RECORDS SUPPLIED.

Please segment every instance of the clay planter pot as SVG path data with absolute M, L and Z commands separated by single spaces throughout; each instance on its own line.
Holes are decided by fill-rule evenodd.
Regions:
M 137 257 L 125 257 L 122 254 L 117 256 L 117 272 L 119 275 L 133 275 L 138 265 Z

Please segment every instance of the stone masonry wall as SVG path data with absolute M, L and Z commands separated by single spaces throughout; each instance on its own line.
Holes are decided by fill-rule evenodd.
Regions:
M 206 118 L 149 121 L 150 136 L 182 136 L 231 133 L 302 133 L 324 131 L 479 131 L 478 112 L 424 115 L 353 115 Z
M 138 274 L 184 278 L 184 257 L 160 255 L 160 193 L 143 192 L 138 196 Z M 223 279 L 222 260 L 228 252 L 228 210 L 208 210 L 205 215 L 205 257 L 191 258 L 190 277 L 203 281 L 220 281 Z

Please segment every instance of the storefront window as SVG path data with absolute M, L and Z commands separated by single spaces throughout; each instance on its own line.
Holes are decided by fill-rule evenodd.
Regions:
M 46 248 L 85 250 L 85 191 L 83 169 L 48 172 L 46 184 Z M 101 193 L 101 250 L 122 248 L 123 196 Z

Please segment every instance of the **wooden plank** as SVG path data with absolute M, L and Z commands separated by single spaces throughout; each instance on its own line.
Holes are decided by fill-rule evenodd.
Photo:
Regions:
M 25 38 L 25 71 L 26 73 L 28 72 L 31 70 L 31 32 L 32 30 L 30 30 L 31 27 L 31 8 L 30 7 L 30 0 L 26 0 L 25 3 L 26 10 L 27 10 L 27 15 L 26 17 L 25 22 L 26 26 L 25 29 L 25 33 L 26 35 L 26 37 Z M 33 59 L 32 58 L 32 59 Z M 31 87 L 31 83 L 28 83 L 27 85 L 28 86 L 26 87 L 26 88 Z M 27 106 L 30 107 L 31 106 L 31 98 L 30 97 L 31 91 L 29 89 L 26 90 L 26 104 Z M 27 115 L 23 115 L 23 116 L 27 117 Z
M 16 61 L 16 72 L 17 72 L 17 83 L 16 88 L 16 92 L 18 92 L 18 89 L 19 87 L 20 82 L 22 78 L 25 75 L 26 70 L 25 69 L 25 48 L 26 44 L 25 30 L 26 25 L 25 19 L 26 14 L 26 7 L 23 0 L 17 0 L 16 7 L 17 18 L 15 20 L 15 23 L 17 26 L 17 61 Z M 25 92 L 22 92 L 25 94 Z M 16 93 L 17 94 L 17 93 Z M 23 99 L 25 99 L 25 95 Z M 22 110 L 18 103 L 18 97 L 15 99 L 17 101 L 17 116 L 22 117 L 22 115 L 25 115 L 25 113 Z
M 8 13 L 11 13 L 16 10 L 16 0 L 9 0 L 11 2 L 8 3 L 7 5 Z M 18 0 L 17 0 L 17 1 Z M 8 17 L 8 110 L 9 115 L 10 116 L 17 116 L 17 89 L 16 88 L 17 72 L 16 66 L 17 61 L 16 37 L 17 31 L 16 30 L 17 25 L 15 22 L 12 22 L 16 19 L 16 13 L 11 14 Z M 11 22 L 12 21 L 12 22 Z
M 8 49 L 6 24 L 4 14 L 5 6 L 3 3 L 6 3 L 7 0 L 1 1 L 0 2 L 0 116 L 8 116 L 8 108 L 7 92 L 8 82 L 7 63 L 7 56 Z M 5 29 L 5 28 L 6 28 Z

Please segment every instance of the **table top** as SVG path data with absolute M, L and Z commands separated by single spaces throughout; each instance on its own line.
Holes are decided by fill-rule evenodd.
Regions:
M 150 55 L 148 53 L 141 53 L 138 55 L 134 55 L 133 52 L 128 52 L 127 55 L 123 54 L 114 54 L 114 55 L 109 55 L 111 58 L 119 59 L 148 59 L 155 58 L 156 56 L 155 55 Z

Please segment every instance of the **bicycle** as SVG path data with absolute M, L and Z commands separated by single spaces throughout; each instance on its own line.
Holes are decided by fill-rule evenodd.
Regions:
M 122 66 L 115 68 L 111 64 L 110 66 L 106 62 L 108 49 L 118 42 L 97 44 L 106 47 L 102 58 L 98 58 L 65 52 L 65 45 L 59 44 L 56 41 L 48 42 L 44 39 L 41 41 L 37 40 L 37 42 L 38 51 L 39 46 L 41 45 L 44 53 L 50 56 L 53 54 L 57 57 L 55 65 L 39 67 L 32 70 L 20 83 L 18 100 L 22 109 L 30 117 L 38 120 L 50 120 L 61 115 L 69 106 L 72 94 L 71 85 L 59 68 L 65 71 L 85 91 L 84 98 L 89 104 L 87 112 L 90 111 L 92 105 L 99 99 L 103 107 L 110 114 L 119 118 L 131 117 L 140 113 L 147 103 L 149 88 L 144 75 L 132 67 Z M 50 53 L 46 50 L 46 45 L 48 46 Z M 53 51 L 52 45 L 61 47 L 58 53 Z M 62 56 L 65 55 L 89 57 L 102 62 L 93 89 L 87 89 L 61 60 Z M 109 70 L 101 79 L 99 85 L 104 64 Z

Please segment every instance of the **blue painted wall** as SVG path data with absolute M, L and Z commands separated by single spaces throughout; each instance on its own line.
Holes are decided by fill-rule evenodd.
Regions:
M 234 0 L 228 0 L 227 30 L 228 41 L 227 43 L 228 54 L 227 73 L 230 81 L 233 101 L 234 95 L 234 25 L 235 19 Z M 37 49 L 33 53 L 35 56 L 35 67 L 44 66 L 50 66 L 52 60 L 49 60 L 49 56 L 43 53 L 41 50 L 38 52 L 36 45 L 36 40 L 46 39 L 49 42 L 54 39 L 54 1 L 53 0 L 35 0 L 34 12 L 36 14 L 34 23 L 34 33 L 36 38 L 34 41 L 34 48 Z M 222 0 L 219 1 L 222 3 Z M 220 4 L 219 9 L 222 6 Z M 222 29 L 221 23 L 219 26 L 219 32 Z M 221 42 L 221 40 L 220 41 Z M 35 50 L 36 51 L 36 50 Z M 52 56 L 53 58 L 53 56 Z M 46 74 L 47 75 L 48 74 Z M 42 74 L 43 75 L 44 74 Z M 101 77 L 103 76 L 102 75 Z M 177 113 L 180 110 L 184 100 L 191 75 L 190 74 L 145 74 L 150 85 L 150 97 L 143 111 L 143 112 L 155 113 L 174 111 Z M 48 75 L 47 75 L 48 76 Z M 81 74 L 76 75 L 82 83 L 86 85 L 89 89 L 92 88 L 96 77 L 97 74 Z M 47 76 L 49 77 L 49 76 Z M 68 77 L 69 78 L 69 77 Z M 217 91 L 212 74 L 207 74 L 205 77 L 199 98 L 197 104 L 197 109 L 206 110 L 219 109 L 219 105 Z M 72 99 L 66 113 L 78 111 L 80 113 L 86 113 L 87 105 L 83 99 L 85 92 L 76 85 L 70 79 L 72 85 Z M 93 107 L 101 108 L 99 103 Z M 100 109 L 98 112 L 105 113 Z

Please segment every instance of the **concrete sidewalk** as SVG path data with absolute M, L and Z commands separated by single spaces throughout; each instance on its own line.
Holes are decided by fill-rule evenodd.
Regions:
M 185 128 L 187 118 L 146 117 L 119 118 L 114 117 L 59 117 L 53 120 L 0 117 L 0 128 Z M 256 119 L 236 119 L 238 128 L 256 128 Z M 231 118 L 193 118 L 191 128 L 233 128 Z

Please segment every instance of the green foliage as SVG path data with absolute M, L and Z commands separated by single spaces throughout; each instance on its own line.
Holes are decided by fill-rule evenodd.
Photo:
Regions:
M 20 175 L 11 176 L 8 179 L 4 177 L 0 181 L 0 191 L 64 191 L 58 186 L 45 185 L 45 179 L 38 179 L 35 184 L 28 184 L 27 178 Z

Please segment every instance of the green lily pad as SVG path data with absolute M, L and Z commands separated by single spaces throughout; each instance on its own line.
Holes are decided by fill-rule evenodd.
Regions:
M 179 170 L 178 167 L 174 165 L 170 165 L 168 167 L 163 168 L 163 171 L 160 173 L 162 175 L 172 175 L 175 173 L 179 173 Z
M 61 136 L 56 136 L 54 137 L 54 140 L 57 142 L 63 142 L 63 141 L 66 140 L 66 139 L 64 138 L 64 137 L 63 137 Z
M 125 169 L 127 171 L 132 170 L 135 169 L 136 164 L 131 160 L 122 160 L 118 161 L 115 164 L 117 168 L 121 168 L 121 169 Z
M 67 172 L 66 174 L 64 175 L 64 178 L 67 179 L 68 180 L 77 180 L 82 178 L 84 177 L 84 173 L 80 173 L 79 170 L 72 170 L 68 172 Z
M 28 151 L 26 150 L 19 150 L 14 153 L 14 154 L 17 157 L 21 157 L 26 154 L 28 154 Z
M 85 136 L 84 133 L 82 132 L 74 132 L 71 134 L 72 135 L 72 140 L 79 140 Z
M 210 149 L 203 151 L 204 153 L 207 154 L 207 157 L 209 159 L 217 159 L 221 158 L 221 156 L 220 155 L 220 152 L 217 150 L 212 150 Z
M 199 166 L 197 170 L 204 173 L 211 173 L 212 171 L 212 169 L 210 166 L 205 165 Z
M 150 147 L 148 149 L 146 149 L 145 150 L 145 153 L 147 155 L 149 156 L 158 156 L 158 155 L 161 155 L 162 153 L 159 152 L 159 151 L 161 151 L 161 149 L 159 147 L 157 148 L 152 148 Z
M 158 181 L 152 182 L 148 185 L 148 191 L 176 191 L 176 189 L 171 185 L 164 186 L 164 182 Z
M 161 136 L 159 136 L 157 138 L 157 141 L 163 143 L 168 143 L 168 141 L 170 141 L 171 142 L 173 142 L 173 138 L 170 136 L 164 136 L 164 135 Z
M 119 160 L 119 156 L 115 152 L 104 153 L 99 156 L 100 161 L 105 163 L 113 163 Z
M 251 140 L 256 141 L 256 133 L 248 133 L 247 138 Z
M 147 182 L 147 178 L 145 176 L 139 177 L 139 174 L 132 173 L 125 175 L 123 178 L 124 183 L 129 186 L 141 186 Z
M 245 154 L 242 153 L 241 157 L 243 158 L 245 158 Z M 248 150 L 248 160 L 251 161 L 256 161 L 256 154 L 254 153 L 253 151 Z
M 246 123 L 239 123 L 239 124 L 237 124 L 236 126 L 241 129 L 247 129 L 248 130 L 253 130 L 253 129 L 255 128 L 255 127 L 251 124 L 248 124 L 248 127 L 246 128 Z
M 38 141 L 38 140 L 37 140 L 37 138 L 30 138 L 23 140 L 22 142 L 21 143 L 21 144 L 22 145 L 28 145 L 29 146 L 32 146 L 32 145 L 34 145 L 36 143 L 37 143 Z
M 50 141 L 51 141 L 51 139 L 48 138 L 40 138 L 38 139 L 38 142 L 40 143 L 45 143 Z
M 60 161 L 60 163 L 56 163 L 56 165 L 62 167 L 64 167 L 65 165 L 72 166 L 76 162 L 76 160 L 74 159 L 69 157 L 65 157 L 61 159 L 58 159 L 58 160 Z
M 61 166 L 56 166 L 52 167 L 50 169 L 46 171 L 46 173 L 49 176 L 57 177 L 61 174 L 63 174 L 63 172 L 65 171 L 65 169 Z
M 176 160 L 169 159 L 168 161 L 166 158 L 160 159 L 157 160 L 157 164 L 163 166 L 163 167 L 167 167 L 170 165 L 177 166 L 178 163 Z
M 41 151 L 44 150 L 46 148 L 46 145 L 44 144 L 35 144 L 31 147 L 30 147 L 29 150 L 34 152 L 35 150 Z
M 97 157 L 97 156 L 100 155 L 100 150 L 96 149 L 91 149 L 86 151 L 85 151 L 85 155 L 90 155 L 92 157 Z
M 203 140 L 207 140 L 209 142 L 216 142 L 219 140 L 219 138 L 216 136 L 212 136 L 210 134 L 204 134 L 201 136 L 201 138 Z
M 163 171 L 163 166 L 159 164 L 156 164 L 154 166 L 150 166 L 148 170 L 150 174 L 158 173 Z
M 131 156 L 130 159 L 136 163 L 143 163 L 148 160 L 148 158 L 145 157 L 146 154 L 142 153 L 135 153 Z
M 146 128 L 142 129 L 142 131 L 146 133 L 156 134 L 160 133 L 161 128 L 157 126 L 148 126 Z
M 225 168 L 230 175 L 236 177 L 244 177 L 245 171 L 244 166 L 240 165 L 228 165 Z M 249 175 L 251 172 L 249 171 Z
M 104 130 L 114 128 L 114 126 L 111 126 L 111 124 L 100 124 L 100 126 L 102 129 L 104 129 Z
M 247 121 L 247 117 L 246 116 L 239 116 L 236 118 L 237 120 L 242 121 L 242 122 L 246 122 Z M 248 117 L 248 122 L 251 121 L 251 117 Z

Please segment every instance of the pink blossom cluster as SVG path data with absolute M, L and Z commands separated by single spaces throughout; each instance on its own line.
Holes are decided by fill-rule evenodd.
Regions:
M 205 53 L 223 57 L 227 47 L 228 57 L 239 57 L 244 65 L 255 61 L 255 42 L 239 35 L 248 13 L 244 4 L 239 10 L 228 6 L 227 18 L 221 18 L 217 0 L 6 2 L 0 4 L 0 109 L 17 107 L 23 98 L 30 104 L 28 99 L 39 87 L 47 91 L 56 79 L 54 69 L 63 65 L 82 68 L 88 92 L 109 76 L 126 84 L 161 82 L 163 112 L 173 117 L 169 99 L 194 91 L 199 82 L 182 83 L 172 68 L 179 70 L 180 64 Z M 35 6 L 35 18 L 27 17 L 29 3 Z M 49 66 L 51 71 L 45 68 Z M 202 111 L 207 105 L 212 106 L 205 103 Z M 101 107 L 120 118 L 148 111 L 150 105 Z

INSTRUCTIONS TO FOLLOW. Copy out, without any change, everything from the line containing "Please segment every instance of the **blue" down to the line containing "M 185 128 L", including both of those lines.

SOLUTION BELOW.
Please segment every instance of the **blue painted wall** as SVG path data with absolute M, L and Z commands separated by single spaces throughout; each instance on its own line.
Holes are decided by fill-rule evenodd.
Regions:
M 234 0 L 228 0 L 227 30 L 228 41 L 227 43 L 228 54 L 227 73 L 230 81 L 233 101 L 234 95 L 234 25 L 235 19 Z M 37 49 L 33 53 L 35 56 L 35 67 L 44 66 L 50 66 L 52 60 L 49 60 L 49 56 L 43 53 L 41 50 L 38 52 L 36 45 L 36 40 L 46 39 L 49 42 L 54 39 L 54 1 L 53 0 L 35 0 L 34 12 L 36 14 L 34 23 L 34 33 L 36 38 L 34 41 L 34 48 Z M 222 0 L 219 1 L 222 3 Z M 220 4 L 219 9 L 222 6 Z M 222 29 L 221 23 L 219 26 L 219 32 Z M 221 42 L 221 40 L 220 41 Z M 35 50 L 36 51 L 36 50 Z M 52 56 L 53 58 L 53 56 Z M 46 74 L 47 75 L 48 74 Z M 42 74 L 43 75 L 44 74 Z M 101 77 L 103 76 L 102 75 Z M 177 113 L 180 110 L 184 100 L 191 75 L 190 74 L 145 74 L 150 85 L 150 97 L 143 111 L 143 112 L 155 113 L 174 111 Z M 48 75 L 47 75 L 48 76 Z M 81 74 L 76 75 L 82 83 L 86 85 L 89 89 L 92 88 L 96 77 L 97 74 Z M 47 76 L 49 77 L 49 76 Z M 68 77 L 69 78 L 69 77 Z M 217 91 L 212 74 L 207 74 L 205 77 L 199 98 L 197 104 L 197 109 L 206 110 L 219 109 L 219 105 Z M 72 99 L 66 113 L 78 111 L 80 113 L 86 113 L 87 105 L 83 99 L 85 92 L 76 85 L 70 79 L 72 85 Z M 93 107 L 101 108 L 99 103 Z M 100 109 L 98 112 L 105 113 Z

Please segment every instance of the **concrete sidewalk** as SVG path data with absolute M, L and Z commands separated by single spaces throughout; each instance on its own line.
Holes are decided by fill-rule evenodd.
Regions:
M 185 128 L 187 118 L 146 117 L 119 118 L 114 117 L 59 117 L 53 120 L 0 117 L 0 128 Z M 256 119 L 236 119 L 238 128 L 256 128 Z M 231 118 L 193 118 L 191 128 L 233 128 Z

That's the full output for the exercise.